- What you should do:
Reproduce the data below in full and exclude every picture.

- Given information:
--- Begin ---
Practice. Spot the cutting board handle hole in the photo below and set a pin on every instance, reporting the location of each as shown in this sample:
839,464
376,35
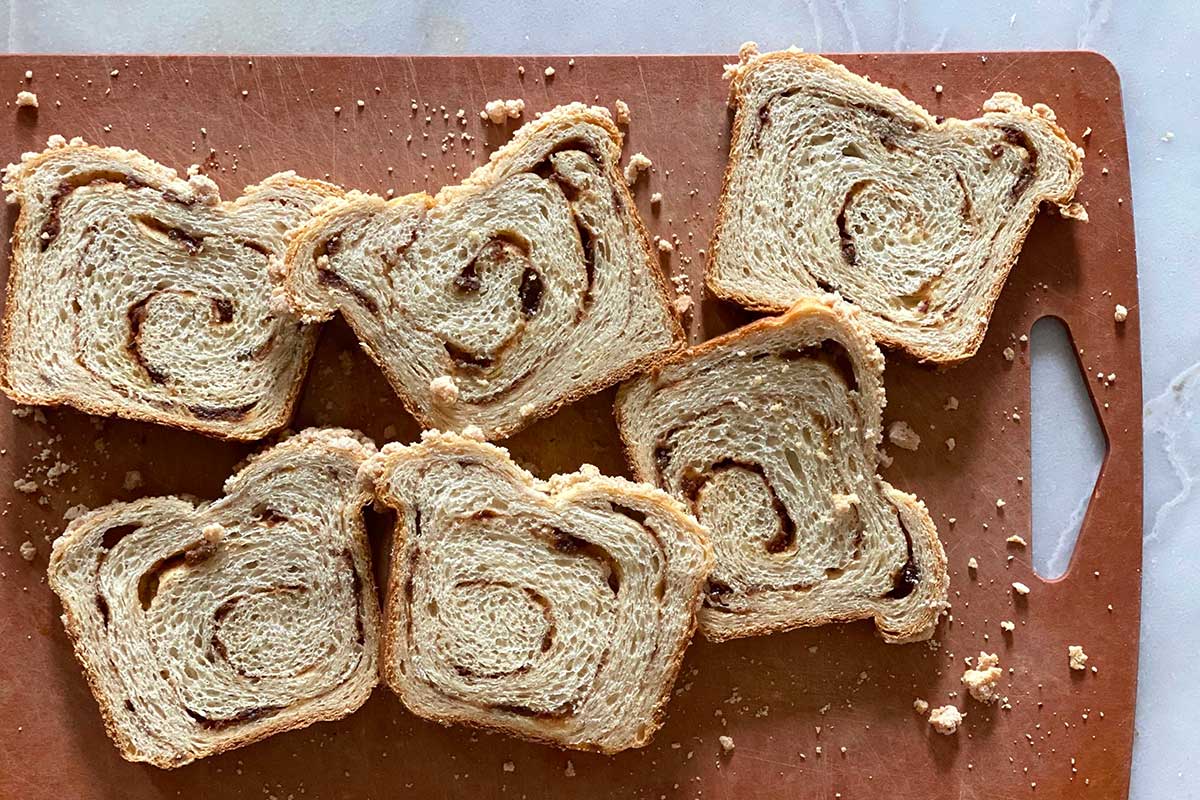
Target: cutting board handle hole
1068,446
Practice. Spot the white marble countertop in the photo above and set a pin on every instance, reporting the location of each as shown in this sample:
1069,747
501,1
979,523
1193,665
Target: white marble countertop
1156,48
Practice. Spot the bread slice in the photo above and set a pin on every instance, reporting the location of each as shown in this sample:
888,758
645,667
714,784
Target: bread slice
552,611
204,627
837,184
137,294
527,287
769,435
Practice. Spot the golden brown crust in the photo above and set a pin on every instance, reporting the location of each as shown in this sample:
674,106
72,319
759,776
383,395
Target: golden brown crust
359,545
305,238
739,77
559,491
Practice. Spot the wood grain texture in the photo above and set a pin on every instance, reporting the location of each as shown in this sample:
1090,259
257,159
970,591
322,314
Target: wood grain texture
771,692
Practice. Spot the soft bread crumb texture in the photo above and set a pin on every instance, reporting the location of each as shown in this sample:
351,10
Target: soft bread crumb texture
498,110
730,425
531,283
276,575
1077,657
983,681
637,164
903,435
575,594
946,720
839,184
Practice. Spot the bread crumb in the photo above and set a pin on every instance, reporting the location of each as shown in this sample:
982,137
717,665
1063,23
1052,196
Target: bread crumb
1077,657
623,115
636,166
1073,211
901,434
444,390
497,110
946,720
132,480
982,680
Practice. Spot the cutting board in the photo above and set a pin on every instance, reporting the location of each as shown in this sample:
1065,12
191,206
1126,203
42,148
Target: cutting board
821,713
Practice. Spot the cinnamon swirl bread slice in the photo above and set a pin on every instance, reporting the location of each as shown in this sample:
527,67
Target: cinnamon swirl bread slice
531,284
137,294
204,627
837,184
553,611
769,434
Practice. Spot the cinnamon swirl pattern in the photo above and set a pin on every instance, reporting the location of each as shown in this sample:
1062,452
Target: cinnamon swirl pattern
137,294
208,627
769,435
553,611
531,284
837,184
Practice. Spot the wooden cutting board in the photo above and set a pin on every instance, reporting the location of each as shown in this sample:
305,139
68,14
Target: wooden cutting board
813,713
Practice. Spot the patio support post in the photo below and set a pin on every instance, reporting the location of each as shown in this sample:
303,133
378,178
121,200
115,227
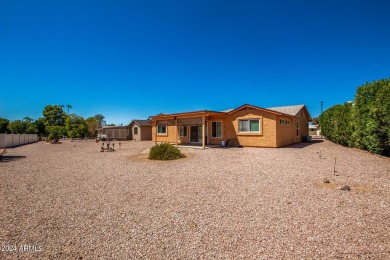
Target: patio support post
177,132
203,132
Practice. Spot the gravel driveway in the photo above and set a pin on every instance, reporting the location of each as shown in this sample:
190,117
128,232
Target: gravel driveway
69,201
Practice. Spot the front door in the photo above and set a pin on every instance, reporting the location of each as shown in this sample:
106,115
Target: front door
195,134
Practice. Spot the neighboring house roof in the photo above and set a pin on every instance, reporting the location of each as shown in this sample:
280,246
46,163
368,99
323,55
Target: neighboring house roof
291,110
258,108
141,122
200,112
111,126
286,111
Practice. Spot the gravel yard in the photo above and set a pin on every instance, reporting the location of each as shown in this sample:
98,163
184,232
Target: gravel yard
69,201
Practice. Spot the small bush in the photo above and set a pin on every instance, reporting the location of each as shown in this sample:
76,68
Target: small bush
165,151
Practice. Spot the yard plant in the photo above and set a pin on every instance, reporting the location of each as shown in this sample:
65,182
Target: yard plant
165,151
363,123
--- End ---
- Response to the exercise:
Practice. Spot the cutting board handle hole in the photo below and set a pin on every instance, reporting the location of each as shown in this sample:
839,464
376,35
Target: cutting board handle hole
1068,446
Practice. Spot the white marble countertop in the photo above and set a pin on every instance, reporting the location of each as shown in this sample:
1069,747
501,1
979,523
1193,665
Target: white marble countertop
1156,48
Practice. Spot the bread slice in the photo above and set a pin on every instance, reporting the location of each as shown in this sample:
888,758
645,667
714,784
Target: bread slice
552,611
204,627
837,184
137,294
527,287
769,435
Practice. Spot the golden brown crust in the photo above and set a pin on every instance, reporting the location of each as shown in this sample:
674,106
72,319
759,776
383,395
Target: golden brown crust
359,545
305,238
739,77
559,491
Practice. Spot the wood grain texture in the photo above and set a pin on every instance, reporting the location of each as shown in this sample:
1090,259
257,159
970,591
322,314
Target: wood grain texture
771,692
Practice. Spot the soft bread crumb texture in the photo above and set a pin on every instance, reporting the location of each as shown in this sample:
351,10
Target: soft bread crumb texture
498,110
730,425
531,283
276,575
1077,657
983,681
637,164
903,435
575,594
946,720
839,184
Practice. Spot the bread crumb in the photo above and set a pin on every instance, reporting the location of each as shown in this sample:
982,137
717,665
1063,23
1052,196
Target: bread crumb
1077,657
623,115
636,166
1073,211
901,434
444,390
497,110
946,720
132,480
982,680
Practice. Spot the cutting board in the photo above and set a pin on every instance, reporting the location of each as shown in this sample:
1065,12
191,206
1126,203
42,148
Target: cutting board
821,713
Practice. Spot the cinnamon swirl bread slice in the photo above and set a pin on every instance, reporting the location of each as shown in this sample:
527,67
Target: cinnamon swirl bread slice
531,284
137,294
204,627
837,184
553,611
769,434
Practice. Spot the cinnamon swirl pattern in the photo above and set a pin on every instance, reporting the location of each as shown in this sample:
1062,452
Target: cinnamon swirl pattern
137,294
208,627
769,435
553,611
531,284
837,184
Practice. Spot the wooden cutting board in the photo above and set a pin on every instance, reporting the location of each as shown in this sample:
305,139
68,14
Target: wooden cutting board
813,713
Practice. Spot the patio support post in the photo below and set a pin on every instance, reporting the location of each as shown in this sample:
303,133
378,178
121,200
115,227
Target: patio support post
177,132
203,132
Practice. Spot the gravel driveway in the photo above and set a pin on every instance, reporting the location of each as shown in this sample:
190,117
128,232
Target: gravel driveway
69,201
Practice. Spot the front door in the photo above and set a pin on every instance, reporting the location of each as shown in this sample:
106,115
Target: front door
195,134
Practice. Spot the neighboring house roof in the photo above and set a pin on every instance, reporting the location of each as shown in this sample:
280,246
46,163
368,99
323,55
Target: neighboring house roof
291,110
258,108
141,122
200,112
111,126
286,111
Practice. Spot the gravel yard in the photo above and set a pin on every instance, reporting the location of each as shown in this sample:
98,163
184,232
Target: gravel yard
69,201
Practice. Spot the small bush in the photo above and set a pin on every instance, reporting the location of each as shown in this sample:
76,68
Target: small bush
165,151
Practice. Spot the yard plant in the photo above and set a pin on every instance, reporting the location of each as shown in this sample:
65,182
Target: yard plant
165,151
363,123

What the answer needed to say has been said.